*** LISTING

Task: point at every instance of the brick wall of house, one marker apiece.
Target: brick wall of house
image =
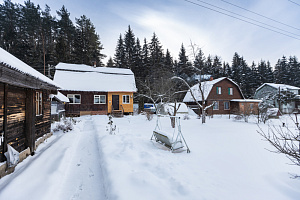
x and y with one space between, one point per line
223 97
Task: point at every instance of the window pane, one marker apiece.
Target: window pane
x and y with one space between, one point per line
226 105
125 98
77 98
216 105
102 99
71 98
96 99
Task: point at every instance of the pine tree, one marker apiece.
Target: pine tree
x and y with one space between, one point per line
269 74
129 48
119 57
236 68
87 46
294 71
227 70
49 26
156 58
137 65
184 66
110 63
208 65
65 36
145 56
199 61
217 67
9 22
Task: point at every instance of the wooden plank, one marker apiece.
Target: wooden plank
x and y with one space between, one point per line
30 120
4 144
8 75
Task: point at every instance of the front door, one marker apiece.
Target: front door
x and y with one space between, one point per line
115 101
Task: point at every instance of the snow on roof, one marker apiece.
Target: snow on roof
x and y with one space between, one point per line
246 100
62 97
207 86
20 66
170 107
79 77
277 86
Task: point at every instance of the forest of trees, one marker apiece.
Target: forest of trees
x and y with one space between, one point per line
38 39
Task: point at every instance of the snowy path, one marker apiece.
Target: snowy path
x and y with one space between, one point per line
68 169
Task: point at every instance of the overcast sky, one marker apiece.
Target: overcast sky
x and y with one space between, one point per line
179 21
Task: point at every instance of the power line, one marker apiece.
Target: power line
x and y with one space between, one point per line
294 2
197 4
248 18
262 15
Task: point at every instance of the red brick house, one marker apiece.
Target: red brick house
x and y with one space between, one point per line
221 91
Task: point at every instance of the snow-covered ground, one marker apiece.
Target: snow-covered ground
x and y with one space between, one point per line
228 161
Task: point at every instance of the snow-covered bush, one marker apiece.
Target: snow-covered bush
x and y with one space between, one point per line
149 115
186 117
66 124
112 127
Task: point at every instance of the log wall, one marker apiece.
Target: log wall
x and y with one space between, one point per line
43 122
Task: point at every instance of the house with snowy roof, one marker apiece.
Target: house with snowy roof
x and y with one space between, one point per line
24 105
226 94
270 92
96 90
58 103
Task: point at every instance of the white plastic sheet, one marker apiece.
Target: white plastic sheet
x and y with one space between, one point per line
12 156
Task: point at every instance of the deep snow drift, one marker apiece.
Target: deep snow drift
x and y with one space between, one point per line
228 161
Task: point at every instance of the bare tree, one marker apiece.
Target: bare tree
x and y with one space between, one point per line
285 140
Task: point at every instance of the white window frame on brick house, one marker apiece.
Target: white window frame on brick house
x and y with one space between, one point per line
228 108
72 98
230 91
99 99
38 103
126 99
216 105
219 90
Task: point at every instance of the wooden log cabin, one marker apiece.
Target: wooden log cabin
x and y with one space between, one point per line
96 90
221 91
24 104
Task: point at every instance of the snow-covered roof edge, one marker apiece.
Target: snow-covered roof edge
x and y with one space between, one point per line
87 68
276 86
211 84
61 97
246 100
14 63
81 77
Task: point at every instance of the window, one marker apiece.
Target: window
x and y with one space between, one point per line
230 91
218 90
226 105
126 99
216 105
38 103
99 99
251 106
74 98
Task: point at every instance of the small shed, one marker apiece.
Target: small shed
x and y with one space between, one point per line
24 104
58 103
218 91
96 90
244 106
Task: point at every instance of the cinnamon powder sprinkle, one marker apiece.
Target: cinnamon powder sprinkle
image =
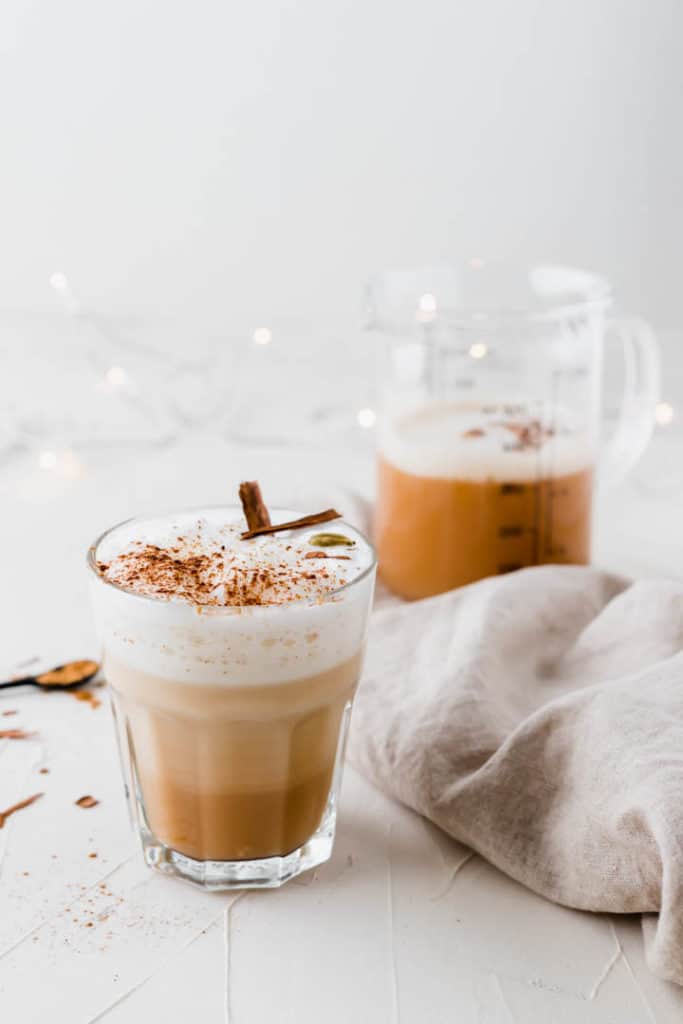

******

# [TASK PROMPT]
List every line above that contains the word "plank".

# [FULL ANSWER]
Task: point at every instance of the wooden plank, one marker apiece.
Target: wooden plank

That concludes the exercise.